━━ TEKSTFRAGMENT ━━

Schrijven in het hier en nu

01-05-2018 – Tijdens het Afdelings- en Medisch Secretaressecongres van november 2017 werd haar workshop ‘Taal is echt mijn ding’ wederom het hoogst gewaardeerd van alle workshops. Voor de congressen van 2018 heeft Gerda Pluymert van Taalwijzer.nu een nieuwe verrassende workshop voor ons in petto. Dit keer gaat ze in op het ‘Schrijven in het hier en nu’. Wat ze daaronder verstaat, vertelt ze in dit interview.

Door Ellen Smink

Wat moeten we ons voorstellen bij het schrijven in het hier en nu?
Gerda: “Dat je niet in de verleden tijd maar in de tegenwoordige tijd zit, dat je de lezer goed aanspreekt en dat je een aantrekkelijke, prettig leesbare tekst schrijft. Als het gaat om een mail of brief is het belangrijk dat de lezer al in de eerste alinea weet waarom hij of zij nu die mail of brief krijgt. Het doel en de aanleiding moet dus echt in het begin staan. In het slot wil ik als lezer graag weten hoe het nu verder gaat. Verwacht de ander iets van mij of kan ik iets van de ander verwachten? Dus moet je aan het eind concreet aangeven hoe het verder gaat. Verder is het belangrijk dat je in je tekst kort en bondig bent. We houden niet meer zo van die lange teksten.”

Komt die behoefte aan kortere teksten door internet?

━━━
━━ GEGEVEN INFORMATIE ━━

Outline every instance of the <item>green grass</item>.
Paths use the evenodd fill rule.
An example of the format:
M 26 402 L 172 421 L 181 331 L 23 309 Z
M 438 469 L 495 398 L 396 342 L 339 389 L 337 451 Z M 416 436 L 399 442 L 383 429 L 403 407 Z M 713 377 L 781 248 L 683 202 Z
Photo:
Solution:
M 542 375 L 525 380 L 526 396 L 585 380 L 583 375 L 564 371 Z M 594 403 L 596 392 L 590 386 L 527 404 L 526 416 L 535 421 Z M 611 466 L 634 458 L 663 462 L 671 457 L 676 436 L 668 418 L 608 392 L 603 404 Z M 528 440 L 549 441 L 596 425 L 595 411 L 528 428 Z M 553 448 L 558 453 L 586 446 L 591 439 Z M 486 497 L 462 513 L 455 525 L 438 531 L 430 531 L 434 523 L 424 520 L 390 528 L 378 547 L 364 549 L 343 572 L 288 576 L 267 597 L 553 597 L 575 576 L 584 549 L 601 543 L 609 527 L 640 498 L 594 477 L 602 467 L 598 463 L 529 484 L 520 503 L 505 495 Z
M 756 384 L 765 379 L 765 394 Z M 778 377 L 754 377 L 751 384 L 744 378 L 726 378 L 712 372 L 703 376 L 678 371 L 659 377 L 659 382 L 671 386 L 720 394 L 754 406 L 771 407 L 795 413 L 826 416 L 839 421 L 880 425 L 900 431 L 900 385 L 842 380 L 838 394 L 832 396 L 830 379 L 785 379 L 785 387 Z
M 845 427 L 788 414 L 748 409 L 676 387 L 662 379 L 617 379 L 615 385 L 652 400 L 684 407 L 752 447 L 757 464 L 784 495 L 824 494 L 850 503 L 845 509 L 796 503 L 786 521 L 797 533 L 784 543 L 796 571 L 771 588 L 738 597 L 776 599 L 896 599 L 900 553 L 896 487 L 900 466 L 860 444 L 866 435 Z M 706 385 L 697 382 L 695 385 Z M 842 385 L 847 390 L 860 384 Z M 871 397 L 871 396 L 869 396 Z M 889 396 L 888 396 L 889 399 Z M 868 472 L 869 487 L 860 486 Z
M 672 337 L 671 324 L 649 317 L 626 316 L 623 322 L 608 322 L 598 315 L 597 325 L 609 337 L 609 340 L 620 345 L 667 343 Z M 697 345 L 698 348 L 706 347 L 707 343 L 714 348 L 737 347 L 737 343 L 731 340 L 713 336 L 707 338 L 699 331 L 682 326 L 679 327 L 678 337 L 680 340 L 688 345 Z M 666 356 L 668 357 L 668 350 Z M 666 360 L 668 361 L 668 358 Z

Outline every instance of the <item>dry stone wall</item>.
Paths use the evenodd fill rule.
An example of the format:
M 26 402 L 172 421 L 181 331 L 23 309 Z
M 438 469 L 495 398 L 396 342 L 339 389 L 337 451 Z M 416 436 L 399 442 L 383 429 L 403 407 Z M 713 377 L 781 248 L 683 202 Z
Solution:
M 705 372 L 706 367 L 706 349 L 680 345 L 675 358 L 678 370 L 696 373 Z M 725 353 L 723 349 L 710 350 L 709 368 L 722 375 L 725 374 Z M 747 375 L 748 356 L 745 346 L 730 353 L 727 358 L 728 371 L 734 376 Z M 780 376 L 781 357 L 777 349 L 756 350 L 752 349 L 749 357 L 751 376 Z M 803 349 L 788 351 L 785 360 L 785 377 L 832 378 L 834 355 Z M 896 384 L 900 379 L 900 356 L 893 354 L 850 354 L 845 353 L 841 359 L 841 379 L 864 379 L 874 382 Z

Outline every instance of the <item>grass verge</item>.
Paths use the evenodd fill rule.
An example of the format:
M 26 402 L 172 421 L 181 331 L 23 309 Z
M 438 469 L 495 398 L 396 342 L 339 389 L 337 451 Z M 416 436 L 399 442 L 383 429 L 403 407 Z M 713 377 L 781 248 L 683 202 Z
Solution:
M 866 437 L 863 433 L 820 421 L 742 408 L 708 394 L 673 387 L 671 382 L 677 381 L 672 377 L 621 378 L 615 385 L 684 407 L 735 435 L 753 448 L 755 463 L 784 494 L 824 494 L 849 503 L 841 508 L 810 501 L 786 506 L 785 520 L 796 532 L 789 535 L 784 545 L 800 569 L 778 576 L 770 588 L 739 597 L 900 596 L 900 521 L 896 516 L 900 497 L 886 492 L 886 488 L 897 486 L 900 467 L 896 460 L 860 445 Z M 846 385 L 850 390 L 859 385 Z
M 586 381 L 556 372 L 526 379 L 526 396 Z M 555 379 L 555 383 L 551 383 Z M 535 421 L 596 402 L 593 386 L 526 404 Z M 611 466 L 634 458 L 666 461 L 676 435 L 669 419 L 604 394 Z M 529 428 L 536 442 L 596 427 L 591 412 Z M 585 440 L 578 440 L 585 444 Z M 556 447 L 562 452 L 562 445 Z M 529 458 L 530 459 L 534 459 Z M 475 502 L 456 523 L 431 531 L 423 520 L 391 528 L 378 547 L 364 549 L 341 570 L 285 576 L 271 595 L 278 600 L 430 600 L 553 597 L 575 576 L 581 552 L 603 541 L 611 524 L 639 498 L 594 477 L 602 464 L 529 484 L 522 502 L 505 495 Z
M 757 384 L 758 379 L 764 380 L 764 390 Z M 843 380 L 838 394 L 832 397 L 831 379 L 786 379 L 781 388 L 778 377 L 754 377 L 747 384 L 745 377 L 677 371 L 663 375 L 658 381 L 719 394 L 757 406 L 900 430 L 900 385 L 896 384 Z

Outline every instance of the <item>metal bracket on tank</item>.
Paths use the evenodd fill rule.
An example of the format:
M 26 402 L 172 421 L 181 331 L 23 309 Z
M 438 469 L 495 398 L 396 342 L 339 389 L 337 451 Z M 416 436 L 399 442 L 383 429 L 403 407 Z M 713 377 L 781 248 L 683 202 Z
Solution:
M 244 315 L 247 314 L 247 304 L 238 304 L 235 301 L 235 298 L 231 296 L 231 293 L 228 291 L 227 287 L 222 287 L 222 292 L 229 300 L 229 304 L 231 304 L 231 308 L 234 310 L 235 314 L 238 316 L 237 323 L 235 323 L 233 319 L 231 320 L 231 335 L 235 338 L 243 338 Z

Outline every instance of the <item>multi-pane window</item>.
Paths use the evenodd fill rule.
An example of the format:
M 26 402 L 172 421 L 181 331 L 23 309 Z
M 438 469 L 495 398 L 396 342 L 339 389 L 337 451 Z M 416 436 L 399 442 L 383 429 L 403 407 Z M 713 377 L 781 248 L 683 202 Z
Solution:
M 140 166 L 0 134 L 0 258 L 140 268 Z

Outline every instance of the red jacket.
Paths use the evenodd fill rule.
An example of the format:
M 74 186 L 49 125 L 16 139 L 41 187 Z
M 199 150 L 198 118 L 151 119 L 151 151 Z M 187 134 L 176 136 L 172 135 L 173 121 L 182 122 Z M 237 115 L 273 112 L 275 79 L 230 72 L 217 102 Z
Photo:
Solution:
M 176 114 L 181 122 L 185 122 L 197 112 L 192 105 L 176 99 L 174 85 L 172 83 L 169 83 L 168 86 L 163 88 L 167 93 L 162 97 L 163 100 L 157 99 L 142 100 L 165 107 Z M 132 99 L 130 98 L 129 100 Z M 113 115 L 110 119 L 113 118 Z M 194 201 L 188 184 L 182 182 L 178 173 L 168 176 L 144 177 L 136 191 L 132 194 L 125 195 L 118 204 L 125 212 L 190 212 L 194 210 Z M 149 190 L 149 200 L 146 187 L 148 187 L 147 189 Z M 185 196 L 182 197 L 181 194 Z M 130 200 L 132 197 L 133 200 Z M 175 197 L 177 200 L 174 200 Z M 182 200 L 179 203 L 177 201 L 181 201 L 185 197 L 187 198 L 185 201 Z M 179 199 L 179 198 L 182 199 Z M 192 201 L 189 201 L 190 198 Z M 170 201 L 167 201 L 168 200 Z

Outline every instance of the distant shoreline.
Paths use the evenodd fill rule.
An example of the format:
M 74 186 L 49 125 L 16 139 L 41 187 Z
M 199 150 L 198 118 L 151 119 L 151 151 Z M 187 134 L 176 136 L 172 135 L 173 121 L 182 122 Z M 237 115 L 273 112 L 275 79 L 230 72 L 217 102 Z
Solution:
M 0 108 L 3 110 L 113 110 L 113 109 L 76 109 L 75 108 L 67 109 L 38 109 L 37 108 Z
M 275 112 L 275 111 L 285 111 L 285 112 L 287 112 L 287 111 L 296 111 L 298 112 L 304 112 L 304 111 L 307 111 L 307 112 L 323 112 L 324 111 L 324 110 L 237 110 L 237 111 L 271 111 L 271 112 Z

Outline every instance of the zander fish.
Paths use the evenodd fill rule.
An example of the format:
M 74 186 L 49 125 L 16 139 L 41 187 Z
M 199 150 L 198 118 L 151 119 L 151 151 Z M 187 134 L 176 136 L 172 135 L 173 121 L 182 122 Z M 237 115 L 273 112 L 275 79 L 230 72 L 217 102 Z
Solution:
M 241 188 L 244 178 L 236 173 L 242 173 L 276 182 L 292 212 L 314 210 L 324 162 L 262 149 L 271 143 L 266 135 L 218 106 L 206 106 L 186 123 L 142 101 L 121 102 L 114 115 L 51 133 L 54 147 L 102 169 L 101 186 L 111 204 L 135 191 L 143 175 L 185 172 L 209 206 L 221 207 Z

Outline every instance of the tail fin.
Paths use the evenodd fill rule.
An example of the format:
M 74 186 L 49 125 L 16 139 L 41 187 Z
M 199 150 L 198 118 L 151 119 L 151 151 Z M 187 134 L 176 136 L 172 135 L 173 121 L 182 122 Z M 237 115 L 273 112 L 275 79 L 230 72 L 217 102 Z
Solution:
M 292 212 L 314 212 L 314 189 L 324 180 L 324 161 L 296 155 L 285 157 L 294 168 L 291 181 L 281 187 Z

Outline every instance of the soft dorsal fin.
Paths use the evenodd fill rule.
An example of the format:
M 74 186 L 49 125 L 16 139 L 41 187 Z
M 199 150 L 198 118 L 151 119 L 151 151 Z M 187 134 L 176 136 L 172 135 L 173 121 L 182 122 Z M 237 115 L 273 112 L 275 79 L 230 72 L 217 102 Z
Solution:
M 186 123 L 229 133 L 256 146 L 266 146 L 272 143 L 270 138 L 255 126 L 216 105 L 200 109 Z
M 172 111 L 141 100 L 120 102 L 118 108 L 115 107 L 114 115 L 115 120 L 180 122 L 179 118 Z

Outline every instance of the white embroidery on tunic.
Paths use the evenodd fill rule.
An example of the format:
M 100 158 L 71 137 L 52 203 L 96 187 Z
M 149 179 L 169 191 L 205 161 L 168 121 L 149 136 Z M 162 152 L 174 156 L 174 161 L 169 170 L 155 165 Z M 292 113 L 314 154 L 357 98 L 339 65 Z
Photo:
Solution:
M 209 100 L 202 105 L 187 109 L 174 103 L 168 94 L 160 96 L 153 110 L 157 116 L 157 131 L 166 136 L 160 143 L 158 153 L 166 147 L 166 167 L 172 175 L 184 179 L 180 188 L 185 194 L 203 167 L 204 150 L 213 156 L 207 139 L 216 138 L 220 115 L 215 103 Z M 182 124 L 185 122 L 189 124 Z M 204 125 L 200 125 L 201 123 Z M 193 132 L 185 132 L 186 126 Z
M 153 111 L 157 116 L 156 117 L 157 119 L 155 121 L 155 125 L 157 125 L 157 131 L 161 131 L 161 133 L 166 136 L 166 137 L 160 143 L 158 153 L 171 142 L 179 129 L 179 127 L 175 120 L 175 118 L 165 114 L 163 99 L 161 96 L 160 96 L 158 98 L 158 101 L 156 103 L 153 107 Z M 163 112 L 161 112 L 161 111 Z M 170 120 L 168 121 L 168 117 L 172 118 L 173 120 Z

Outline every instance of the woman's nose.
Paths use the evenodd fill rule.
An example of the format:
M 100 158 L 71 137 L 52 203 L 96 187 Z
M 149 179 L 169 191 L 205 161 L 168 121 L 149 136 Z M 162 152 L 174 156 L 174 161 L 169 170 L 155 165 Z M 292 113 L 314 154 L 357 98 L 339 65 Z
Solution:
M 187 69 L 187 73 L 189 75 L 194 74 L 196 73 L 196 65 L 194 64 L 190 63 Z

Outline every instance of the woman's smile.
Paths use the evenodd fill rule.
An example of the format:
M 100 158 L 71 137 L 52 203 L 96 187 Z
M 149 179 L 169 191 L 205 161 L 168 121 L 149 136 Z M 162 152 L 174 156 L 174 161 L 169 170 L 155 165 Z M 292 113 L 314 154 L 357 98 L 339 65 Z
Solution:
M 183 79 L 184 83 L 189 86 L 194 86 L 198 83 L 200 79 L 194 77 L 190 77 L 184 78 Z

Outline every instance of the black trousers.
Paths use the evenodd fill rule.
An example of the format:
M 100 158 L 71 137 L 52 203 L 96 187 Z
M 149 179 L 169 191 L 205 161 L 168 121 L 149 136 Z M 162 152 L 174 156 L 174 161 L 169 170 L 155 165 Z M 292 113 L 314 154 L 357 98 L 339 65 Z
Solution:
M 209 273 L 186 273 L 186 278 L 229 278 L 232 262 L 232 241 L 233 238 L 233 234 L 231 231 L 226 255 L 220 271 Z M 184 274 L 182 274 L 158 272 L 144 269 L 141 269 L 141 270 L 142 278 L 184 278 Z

━━━

WAT TE DOEN:
Schrijf uit de tekst over schrijven in het hier en nu het stuk over dat begint bij "01-05-2018 – Tijdens" en eindigt bij "hier en nu?". Je hebt de lijst hierboven niet nodig.

OPLOSSING:
01-05-2018 – Tijdens het Afdelings- en Medisch Secretaressecongres van november 2017 werd haar workshop ‘Taal is echt mijn ding’ wederom het hoogst gewaardeerd van alle workshops. Voor de congressen van 2018 heeft Gerda Pluymert van Taalwijzer.nu een nieuwe verrassende workshop voor ons in petto. Dit keer gaat ze in op het ‘Schrijven in het hier en nu’. Wat ze daaronder verstaat, vertelt ze in dit interview.

Door Ellen Smink

Wat moeten we ons voorstellen bij het schrijven in het hier en nu?